◆ À compléter ◆
- 1) D'après l'extrait sur Autoportrait en lecteur, combien de chapitres compte ce volume ?
- 2) Reprenez, s'il vous plaît, l'extrait sur Autoportrait en lecteur et prolongez-le après sa dernière phrase.

◆ Extrait choisi ◆
■ ■ ■ ■ ■

Composé de cinq chapitres, Autoportrait en lecteur est un volume constitué uniquement de citations sans guillemets, comme un continuum de paroles issues d’une bibliothèque idéale. A la fin du livre se trouve le nom des auteurs, mais il n’est pas forcément nécessaire de le connaître pour apprécier des pensées libérées de leur géniteur, nefs autonomes se laissant arrimer par qui voudra bien se laisser transformer ou toucher par elles.
Le premier fragment – je tais volontairement le nom de son producteur – est ainsi programmatique : « Et ma parole m’est volée dès lors que je la profère, pour la raison que par ma bouche c’est le monde qui parle. Moi, je suis silence et immobilité, je suis déjà mort avant de naître, ou encore : je ne suis là que pour perpétuer une oppression dont je ne connais pas le nom (tant elle est vaste), pour la dire sans pouvoir jamais l’expliquer. Je ne suis pas au monde, je ne puis jamais être seul, jamais en repos. »
Du silence, du vide de l’espace, de la solitude, de l’illusion d’être au monde, naissent parfois les œuvres, qui disent la blessure, et retournent l’étrangeté, la distance, en frêles cailloux ou frémissants caillots de présence.
L’identité est une chimère, quand le sentiment général est océanique.
Emmuré, écrasé, fatigué, angoissé, le mélancolique se tait, attend une éclaircie, une clairière où entrevoir la volupté d’un repos ne craignant pas l’infini ou la perte.
A Verdun (chapitre 2), nous sommes devenus muets, et avons perdu la confiance en nos pères, qui ne nous avaient pas prévenus.
Depuis Auschwitz, la nature criminelle de l’humanoïde a le visage d’Otto Ohlendorf, commandant en Ukraine de l’Einsatzgruppen, qui tua 99 000 personnes : « Il était docteur en droit, spécialiste de la jurisprudence, et diplômé des universités de Leipzig, Göttingen et Pavie. » Herr Doctor était aussi sûrement un très bon musicien – « Pour Furtwängler, la musique allemande du XIXe siècle portait toute la culture allemande. »
D’autres administrent des abattoirs industriels.
« A l’école on ne nous avait pas appris une chose fondamentale : l’art de déserter. Sauver son existence de la folie par la fuite passe pour immoral. »
Rudolf Höss : « Moi aussi, j’avais un cœur… »
« Fin 1942, dans le ghetto de Varsovie affamé et décimé, des Juifs supplient les Junaks (étrangers, et notamment Ukrainiens, servant dans la Wehrmacht) de leur tirer dessus pour en finir au plus vite et sans souffrance. Les Junaks exigent 100 zoltys (20 dollars) par balle. Cependant, il arrive qu’ils empochent l’argent et ne tirent pas. »

■ ■ ■ ■ ■

Extraits de données de pointage:
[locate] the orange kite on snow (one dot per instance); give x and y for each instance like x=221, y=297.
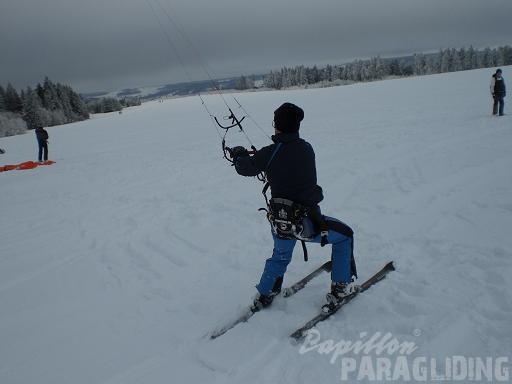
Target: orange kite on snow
x=25, y=165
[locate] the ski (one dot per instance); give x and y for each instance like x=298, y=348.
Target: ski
x=300, y=333
x=287, y=292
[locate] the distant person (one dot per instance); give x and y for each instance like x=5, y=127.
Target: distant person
x=42, y=141
x=498, y=92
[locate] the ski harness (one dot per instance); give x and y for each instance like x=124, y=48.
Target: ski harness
x=287, y=218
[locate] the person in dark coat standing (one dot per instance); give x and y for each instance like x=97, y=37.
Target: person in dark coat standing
x=498, y=92
x=289, y=164
x=42, y=141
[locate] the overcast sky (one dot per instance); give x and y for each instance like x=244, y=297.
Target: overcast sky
x=113, y=44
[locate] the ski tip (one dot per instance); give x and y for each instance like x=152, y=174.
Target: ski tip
x=390, y=266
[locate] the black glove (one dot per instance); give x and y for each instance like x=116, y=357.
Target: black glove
x=237, y=152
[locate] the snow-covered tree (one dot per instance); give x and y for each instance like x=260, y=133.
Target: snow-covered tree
x=11, y=124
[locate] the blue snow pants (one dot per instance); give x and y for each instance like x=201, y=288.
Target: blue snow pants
x=341, y=255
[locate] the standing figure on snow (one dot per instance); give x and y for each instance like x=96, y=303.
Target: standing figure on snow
x=42, y=141
x=498, y=92
x=294, y=214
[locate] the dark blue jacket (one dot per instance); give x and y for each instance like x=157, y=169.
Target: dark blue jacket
x=41, y=135
x=292, y=171
x=499, y=89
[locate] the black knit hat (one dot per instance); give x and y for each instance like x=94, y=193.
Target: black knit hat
x=287, y=118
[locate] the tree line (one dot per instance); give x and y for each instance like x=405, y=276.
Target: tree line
x=377, y=68
x=45, y=105
x=50, y=104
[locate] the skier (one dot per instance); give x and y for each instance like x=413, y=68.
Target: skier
x=498, y=92
x=290, y=168
x=42, y=141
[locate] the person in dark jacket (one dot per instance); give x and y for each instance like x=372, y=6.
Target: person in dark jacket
x=498, y=92
x=42, y=141
x=289, y=164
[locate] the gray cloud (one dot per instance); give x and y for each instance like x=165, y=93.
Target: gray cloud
x=108, y=44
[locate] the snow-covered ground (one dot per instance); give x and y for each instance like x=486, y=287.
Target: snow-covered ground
x=117, y=261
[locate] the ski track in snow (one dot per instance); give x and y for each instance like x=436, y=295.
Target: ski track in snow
x=117, y=261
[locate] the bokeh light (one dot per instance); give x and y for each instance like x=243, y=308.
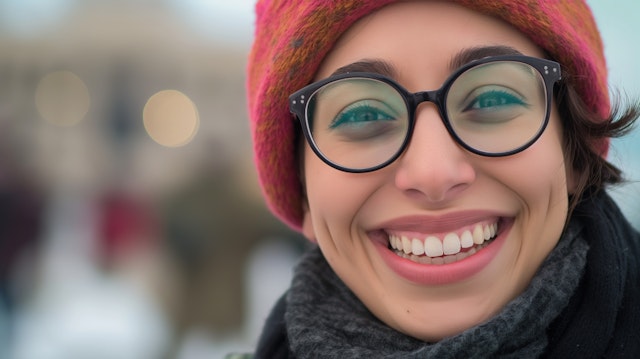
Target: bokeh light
x=62, y=98
x=171, y=118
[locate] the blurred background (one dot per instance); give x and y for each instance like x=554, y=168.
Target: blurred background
x=131, y=222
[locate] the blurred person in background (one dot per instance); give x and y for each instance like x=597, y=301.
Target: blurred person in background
x=21, y=212
x=449, y=161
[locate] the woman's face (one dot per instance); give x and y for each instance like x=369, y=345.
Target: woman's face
x=436, y=190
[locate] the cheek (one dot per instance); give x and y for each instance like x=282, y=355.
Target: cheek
x=333, y=197
x=538, y=175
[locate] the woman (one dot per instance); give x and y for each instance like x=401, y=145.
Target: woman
x=448, y=158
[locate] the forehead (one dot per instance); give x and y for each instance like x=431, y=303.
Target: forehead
x=421, y=38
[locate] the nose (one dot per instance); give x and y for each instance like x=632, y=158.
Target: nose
x=434, y=168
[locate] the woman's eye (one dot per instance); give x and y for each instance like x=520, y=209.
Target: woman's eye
x=494, y=100
x=360, y=115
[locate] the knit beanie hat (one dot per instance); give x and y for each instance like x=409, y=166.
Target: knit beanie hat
x=292, y=37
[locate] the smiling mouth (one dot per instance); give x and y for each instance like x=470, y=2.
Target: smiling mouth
x=449, y=248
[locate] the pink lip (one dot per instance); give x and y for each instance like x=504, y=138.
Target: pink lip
x=439, y=224
x=430, y=274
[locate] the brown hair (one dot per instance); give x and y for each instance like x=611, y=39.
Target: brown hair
x=581, y=128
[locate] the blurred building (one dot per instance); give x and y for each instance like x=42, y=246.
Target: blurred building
x=132, y=127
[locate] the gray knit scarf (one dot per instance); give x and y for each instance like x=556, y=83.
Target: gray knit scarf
x=326, y=320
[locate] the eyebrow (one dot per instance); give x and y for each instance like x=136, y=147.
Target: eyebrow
x=461, y=58
x=476, y=53
x=368, y=65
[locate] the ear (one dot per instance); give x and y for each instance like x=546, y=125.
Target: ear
x=307, y=224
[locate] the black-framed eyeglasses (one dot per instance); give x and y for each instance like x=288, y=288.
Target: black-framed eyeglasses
x=361, y=122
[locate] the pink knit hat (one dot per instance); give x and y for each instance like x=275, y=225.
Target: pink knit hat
x=293, y=36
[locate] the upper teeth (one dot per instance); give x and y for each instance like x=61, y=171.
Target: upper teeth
x=450, y=244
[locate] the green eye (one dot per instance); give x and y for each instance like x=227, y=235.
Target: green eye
x=359, y=115
x=494, y=100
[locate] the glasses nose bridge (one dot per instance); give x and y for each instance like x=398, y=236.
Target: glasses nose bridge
x=433, y=96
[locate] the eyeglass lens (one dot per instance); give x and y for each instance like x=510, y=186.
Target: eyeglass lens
x=359, y=123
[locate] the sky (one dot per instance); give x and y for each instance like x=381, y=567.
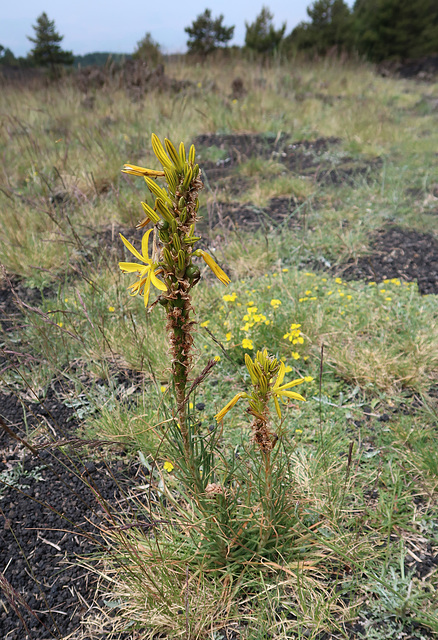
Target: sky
x=117, y=25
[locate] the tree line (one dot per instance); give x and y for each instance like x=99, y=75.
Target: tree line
x=375, y=29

■ ■ ■ ■ ■

◆ Résultats de l'exercice ◆
- 1) Cinq chapitres.

- 2)
« Au Rwanda, il faut payer pour ne pas être exécuté à la machette, mais au fusil. Et il y a des enchères. »
« Depuis l’opération des totalitarismes nous ne sommes plus liés à notre moi personnel mais à un moi collectif assassin, assassiné. »
Quel peut être alors, depuis, la tâche de l’artiste ? (chapitre 3) « Trouver une forme qui exprime le gâchis. »
Maurice Blanchot note dans L’Ecriture du désastre : « Il y a une limite où l’exercice d’un art, quel qu’il soit, devient une insulte au malheur. »
Il faut raconter les bibliothèques brûlées, tenter de dire ce qui ne peut pas être dit, en poème (chapitre 4), en vérité, en clarté.
« J’abhorrais coursier au lieu de cheval. J’appelais cela de l’hypocrisie. »
Allègement avec le beau fatras du chapitre 5, ses aphorismes géniaux, son absurde, son humour british, son art du nonsense.
Exemple : « Parmi les mammifères, / seul l’Homme a des oreilles / qui n’expriment aucune émotion. »
Ou : « On ne peut pas dicter un aphorisme à une dactylo. Cela prendrait trop de temps. »
Voilà une vie de lecteur, une vie d’homme, une vie d’écrivain.
Faisant suite à la trilogie des Faits (publiée entre 2002 et 2010), Marcel Cohen révèle une nouvelle fois son sens de l’observation, son goût du plus proche avec Détails, parce que le plus infime est déjà d’ordre gigantesque, est que le tout n’est qu’une extension de la fractale du rien.
Détails est une demeure comportant seize pièces, seize histoires, seize contes modernes.
Imaginez donc un collectionneur de détails, de mots, d’expressions, de faits historiques, d’objets. Un homme malade de l’infinitésimal, remarquant tout, ne voyant rien.
L’homme est obsédé, et le vertige le saisit avant qu’il ne doive prendre l’avion pour Copenhague, avant que de se désister d’une conférence assommante, grave, si elle n’était d’abord comique.
Un canif tombe, et c’est toute l’enfance qui apparaît.
« L’homme avait perdu bien d’autres habitudes, mais peler une pomme avec un couteau de table lui paraissait toujours barbare : à la campagne, on n’aurait pas toléré qu’il laissât des épluchures aussi épaisses. »
De la même façon, il importe que les listes que l’on fait (des façades, des arbres, des ponts, un enfant accroupi) pour tenter de saisir un paysage ou une scène soient les plus précises possibles, si l’on ne veut pas gauchir le spectacle de la réalité.
Pourquoi le soutien-gorge sans bretelle a-t-il disparu ?
Pourquoi les bretelles ont-elles disparu ?
Que pensez-vous de la table de nuit roulante que déplacent les filles de salle à l’hôpital ?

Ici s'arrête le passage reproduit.